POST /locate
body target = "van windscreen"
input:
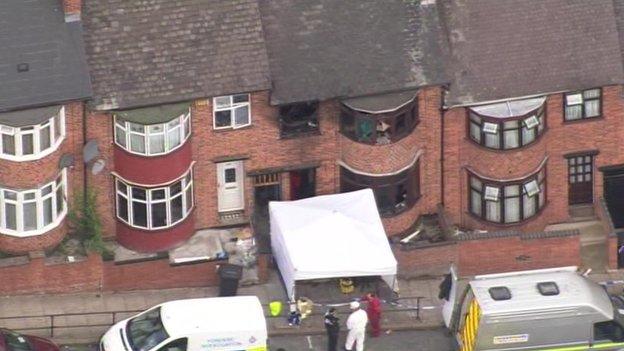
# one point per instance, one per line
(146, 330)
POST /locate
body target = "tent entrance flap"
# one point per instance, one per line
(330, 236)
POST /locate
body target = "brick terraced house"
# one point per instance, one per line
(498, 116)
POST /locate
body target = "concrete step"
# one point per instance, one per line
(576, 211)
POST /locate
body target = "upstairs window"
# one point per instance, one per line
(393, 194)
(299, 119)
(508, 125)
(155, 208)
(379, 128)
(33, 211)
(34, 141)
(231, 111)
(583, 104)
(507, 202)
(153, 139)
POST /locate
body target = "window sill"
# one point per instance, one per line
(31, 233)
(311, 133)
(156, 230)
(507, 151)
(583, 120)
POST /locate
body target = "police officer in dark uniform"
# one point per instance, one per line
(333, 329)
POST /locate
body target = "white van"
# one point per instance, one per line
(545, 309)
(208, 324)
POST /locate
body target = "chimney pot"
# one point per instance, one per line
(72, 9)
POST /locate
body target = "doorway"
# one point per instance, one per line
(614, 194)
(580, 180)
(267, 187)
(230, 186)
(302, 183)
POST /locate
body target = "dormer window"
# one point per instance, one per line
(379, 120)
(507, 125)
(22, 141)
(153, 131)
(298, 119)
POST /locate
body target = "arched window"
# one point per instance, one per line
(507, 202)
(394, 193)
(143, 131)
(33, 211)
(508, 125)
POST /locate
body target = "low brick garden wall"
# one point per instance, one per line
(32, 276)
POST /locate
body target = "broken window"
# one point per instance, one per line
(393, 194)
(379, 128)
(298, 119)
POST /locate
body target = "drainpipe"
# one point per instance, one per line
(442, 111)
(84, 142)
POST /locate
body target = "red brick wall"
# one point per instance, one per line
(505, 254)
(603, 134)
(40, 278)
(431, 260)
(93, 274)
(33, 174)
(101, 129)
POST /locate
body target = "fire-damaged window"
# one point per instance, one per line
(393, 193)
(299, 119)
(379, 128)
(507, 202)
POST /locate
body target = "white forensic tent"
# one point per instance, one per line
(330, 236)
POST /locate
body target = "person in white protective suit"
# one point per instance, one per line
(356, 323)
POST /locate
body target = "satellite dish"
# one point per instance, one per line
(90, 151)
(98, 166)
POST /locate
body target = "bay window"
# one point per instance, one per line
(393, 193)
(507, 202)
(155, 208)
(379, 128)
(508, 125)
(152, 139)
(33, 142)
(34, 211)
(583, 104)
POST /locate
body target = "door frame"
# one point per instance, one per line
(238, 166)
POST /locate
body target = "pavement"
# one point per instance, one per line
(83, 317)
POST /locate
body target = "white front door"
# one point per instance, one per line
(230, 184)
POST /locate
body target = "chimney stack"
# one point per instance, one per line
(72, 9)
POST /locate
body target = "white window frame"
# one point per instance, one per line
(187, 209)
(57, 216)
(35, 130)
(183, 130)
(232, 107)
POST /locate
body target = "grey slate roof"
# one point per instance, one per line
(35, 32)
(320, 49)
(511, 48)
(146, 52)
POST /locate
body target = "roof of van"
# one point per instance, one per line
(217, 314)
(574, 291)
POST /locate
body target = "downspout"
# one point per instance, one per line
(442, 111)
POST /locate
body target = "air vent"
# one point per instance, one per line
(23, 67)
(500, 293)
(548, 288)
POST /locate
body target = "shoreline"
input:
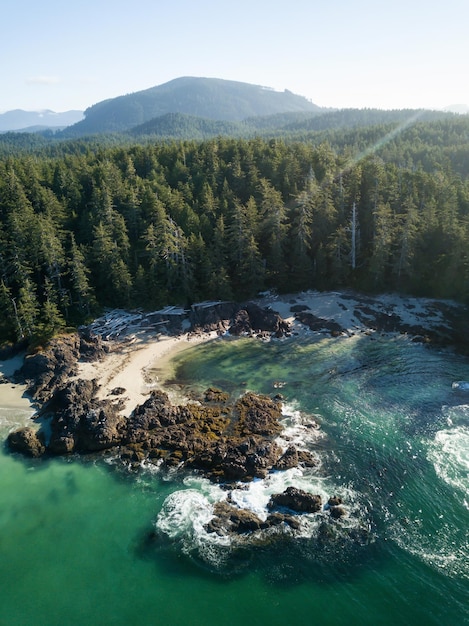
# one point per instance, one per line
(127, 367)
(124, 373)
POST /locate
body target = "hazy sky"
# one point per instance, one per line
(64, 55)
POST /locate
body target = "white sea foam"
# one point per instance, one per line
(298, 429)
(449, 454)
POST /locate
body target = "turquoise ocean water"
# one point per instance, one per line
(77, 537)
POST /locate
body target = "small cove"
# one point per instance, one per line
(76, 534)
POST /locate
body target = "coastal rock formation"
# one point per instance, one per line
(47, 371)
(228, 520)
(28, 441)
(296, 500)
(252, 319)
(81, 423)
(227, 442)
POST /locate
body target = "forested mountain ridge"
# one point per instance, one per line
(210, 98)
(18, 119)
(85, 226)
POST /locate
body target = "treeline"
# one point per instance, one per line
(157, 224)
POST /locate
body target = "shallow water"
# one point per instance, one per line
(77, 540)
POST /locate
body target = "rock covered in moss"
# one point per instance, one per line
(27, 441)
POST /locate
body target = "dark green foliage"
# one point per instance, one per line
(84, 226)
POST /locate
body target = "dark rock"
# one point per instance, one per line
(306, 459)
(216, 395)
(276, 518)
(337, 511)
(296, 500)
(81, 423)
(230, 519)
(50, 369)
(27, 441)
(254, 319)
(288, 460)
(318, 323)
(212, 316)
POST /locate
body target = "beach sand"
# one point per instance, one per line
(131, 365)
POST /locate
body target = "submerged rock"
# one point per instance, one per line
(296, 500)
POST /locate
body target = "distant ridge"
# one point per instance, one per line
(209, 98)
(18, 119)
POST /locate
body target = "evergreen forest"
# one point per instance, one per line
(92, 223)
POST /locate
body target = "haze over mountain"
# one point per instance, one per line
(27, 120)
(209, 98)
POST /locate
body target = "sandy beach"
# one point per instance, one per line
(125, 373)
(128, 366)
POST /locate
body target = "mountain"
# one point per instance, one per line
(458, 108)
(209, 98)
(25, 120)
---------------
→ Exercise description
Each line of the entries above that contains "mountain" must be copied into the answer.

→ Exercise result
body target = "forested mountain ridge"
body target = "haze over mountain"
body target = "mountain"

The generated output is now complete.